ARBEITSAUFTRAG A: Welchen Amtsträger will Minister Sander laut der Landtagsrede in Südafrika außerdem treffen?
ARBEITSAUFTRAG B: Drucken Sie aus der Landtagsrede den Abschnitt ab, der mit „Wenn ich mir“ beginnt und bis einschließlich „aber noch nicht.“ reicht.

Landtagssitzung am 07.12.2011

Rede Stefan Wenzel, MdL

Anrede,

die Begründung von Minister Sander für seine Reise zum Klima- und Kyotogipfel in Südafrika entbehrt nicht einer gewissen Tragikomik. Es gehe um eine repräsentative Verpflichtung schreibt der Herr Minister dem Landtagspräsidenten. Er trifft sich jeden Tag zur Besprechung mit Herrn Röttgen und besichtigt Klimaschutzprojekte. Außerdem will er den Umweltminister von British Columbia treffen.

Anrede,

schon nach dem Gipfel in Kopenhagen beschlich mich das ungute Gefühl, dass ein großer Teil der Delegationen beim Klimagipfel gar nicht am Erfolg dieses Gipfels interessiert war.

Wenn ich mir das Schreiben des Herrn Umweltminister ansehe und mir seine Aktivitäten und Nichtaktivitäten der letzten Jahre vor Augen halte, verstehe ich, warum bei solchen Konferenzen so wenige Erfolge zu verzeichnen sind. Offenbar gibt es Delegierte, die nur den Anschein erwecken wollen, dass sie was mit Klimaschutz im Sinn haben. Delegierte, die dicke Papiere schreiben lassen, sich tatsächlich aber dem Schutz der Großindustrie verpflichtet fühlen.

Anrede,

im Sommer dieses Jahres haben sich breite parlamentarische Mehrheiten auf eine Rücknahme der Laufzeitverlängerung für Atomkraftwerke und das Abschalten von acht Atomkraftwerken verständigt – ein wirklicher gesellschaftlicher Konsens für ein erneuerbares Energiesystem war das aber noch nicht.

Anrede,

leider müssen wir feststellen, dass maßgebliche Akteure der Landes- und der Bundesregierung die Signale vom Sommer nicht aufgenommen haben und weiter auf Konfrontation setzen:

  • Trotz neuer Endlagersuche halten sie an Gorleben, einem Weiterbau, einer sogenannten Weitererkundung und einer Sicherheitsanalyse mit den alten Seilschaften und alten Standards in Gorleben fest.
  • Mit neuen Hermes-Bürgschaften für AKW in Brasilien heizen sie den nuklearen Rüstungswettlauf in Lateinamerika an.
  • Sie befreien die besonders stromintensive Industrie komplett von den Netzentgelten und erlassen ihnen auch noch die bisherige Gegenleistung, nämlich einen Beitrag zur Netzstabilität.

BEREITGESTELLTE DATEN:
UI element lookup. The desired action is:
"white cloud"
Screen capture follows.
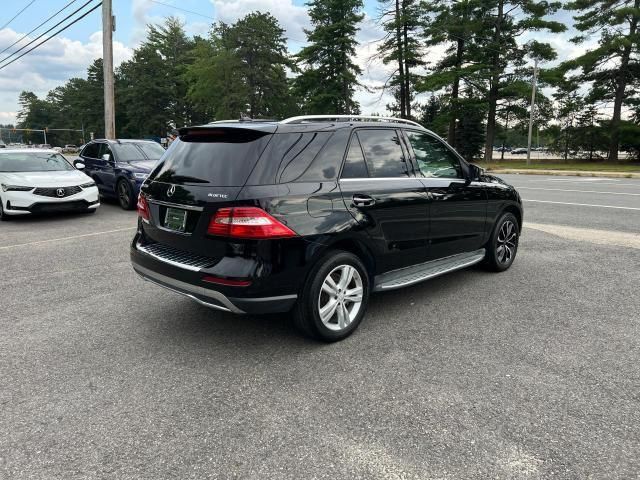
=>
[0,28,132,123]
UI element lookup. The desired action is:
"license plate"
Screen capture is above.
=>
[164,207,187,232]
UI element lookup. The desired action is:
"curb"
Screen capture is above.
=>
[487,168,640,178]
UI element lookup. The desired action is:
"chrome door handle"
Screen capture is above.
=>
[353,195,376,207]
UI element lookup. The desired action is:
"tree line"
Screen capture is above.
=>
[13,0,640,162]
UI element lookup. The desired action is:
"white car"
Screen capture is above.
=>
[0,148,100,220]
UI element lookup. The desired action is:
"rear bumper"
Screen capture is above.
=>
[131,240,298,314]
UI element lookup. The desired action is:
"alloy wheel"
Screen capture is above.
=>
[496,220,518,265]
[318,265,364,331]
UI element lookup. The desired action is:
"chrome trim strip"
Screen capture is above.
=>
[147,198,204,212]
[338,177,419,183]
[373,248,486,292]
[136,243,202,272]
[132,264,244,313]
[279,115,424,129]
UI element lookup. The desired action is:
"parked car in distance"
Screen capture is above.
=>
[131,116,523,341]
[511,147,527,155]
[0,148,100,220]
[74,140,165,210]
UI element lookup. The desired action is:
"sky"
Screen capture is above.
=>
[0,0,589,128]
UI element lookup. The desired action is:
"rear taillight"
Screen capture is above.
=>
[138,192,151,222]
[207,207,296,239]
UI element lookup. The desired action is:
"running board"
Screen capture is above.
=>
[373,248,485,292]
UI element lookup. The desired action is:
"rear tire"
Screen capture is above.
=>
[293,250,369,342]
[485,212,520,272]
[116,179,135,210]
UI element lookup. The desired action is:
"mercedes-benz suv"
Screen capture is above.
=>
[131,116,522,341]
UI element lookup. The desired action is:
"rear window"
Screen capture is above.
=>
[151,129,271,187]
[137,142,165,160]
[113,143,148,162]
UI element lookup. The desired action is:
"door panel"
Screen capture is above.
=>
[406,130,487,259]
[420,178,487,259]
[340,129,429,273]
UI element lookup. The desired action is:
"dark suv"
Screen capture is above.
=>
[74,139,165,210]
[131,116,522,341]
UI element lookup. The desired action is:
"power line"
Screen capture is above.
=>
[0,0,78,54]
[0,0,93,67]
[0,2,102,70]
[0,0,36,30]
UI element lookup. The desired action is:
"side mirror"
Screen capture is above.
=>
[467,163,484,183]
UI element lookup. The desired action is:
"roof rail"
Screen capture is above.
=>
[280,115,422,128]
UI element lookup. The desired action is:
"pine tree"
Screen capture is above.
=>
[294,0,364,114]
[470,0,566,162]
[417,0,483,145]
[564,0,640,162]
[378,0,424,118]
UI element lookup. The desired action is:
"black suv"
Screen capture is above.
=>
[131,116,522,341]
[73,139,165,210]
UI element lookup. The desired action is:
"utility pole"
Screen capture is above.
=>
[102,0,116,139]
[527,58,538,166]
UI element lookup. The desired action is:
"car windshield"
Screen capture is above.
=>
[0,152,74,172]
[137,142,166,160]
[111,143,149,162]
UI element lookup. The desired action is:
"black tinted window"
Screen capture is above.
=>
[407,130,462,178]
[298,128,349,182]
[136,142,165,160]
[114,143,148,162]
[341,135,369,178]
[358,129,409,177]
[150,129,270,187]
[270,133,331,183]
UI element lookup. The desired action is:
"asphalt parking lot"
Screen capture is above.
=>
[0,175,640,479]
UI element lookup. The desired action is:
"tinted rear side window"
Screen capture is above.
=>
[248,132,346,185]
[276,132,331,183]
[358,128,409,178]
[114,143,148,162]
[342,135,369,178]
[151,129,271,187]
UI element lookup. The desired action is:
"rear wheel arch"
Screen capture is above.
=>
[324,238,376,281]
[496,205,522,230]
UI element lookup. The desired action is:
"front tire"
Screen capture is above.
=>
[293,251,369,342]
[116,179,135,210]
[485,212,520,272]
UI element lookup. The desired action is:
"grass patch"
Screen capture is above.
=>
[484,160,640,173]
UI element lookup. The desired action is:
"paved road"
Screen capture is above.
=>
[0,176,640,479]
==
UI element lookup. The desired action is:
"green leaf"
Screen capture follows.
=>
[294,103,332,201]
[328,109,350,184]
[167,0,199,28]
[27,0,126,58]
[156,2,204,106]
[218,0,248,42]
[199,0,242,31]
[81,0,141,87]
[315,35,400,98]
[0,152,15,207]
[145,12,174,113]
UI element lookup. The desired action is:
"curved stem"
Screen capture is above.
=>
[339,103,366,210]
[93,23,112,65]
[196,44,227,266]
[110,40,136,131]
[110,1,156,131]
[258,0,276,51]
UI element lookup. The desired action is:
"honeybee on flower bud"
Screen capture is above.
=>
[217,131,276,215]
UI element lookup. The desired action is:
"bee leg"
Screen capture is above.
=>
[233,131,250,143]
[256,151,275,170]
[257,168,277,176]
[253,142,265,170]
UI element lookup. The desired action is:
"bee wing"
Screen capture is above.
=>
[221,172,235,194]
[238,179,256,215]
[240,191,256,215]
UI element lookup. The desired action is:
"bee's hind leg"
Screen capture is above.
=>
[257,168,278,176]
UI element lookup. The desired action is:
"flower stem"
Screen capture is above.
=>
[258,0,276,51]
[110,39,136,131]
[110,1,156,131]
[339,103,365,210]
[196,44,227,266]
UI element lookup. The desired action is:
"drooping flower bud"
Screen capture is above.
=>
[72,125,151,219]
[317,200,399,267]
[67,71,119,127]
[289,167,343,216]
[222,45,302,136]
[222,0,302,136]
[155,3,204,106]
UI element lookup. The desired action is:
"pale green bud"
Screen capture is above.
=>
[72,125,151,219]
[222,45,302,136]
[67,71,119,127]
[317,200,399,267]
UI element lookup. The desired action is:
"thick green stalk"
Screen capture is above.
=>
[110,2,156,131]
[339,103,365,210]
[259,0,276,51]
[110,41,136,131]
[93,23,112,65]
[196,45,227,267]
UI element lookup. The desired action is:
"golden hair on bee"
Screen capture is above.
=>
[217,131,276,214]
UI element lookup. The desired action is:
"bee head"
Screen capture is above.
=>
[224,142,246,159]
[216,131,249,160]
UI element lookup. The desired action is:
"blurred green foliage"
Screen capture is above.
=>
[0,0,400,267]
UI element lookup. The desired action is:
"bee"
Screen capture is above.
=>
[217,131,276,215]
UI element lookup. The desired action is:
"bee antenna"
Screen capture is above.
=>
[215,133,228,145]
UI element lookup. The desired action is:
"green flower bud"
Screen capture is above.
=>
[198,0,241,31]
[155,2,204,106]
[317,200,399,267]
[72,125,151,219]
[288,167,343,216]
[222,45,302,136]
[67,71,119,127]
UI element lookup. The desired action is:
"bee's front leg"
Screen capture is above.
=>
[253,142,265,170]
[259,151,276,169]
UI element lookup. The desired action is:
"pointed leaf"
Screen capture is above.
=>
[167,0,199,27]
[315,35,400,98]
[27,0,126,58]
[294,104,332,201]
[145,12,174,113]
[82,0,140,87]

ANTWORTFELD A: Den Umweltminister von British Columbia.

ANTWORTFELD B:
Wenn ich mir das Schreiben des Herrn Umweltminister ansehe und mir seine Aktivitäten und Nichtaktivitäten der letzten Jahre vor Augen halte, verstehe ich, warum bei solchen Konferenzen so wenige Erfolge zu verzeichnen sind. Offenbar gibt es Delegierte, die nur den Anschein erwecken wollen, dass sie was mit Klimaschutz im Sinn haben. Delegierte, die dicke Papiere schreiben lassen, sich tatsächlich aber dem Schutz der Großindustrie verpflichtet fühlen.

Anrede,

im Sommer dieses Jahres haben sich breite parlamentarische Mehrheiten auf eine Rücknahme der Laufzeitverlängerung für Atomkraftwerke und das Abschalten von acht Atomkraftwerken verständigt – ein wirklicher gesellschaftlicher Konsens für ein erneuerbares Energiesystem war das aber noch nicht.